**Recorded data**
*****

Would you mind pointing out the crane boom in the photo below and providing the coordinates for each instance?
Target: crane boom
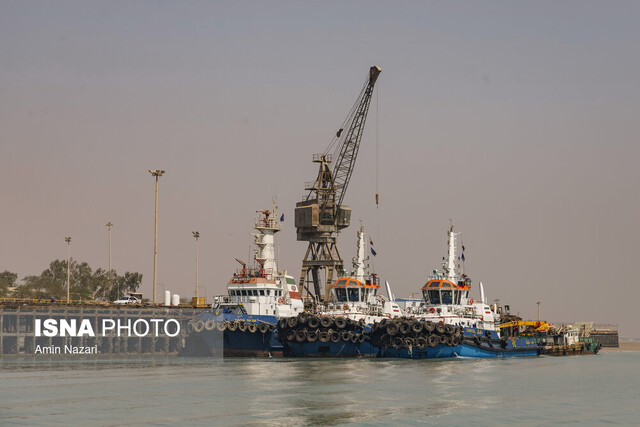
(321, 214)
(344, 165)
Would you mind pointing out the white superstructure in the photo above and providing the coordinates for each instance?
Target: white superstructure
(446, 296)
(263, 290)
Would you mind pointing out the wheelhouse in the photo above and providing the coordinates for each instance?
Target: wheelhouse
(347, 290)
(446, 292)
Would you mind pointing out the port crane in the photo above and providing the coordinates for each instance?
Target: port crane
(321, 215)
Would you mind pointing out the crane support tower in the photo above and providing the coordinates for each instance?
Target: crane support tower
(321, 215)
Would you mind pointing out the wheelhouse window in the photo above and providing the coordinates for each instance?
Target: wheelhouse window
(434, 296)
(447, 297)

*****

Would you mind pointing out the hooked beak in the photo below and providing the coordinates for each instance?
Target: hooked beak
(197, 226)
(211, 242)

*****

**Description of the task**
List every line of the material above that contains the string "mind", copying each line in full. Case counts.

**Response**
Would you mind pointing out the crane boom in the photo below and providing the coordinates for each instance?
Would you mind pointing out the white superstructure in the photo above and providing the coordinates for each instance?
Would you mind pointing out the wheelhouse in the photo above and providing the coordinates for each instance?
Would you mind pointing out the port crane in the photo above and providing the coordinates for each instance?
Would you mind pointing out the crane support tower in the photo above and providing the coordinates for each instance?
Would you mind pointing out the wheelhouse window in the photo above and providing the coordinates for each instance?
Would you mind pointing out the hooked beak in the photo below and providing the coordinates for each instance?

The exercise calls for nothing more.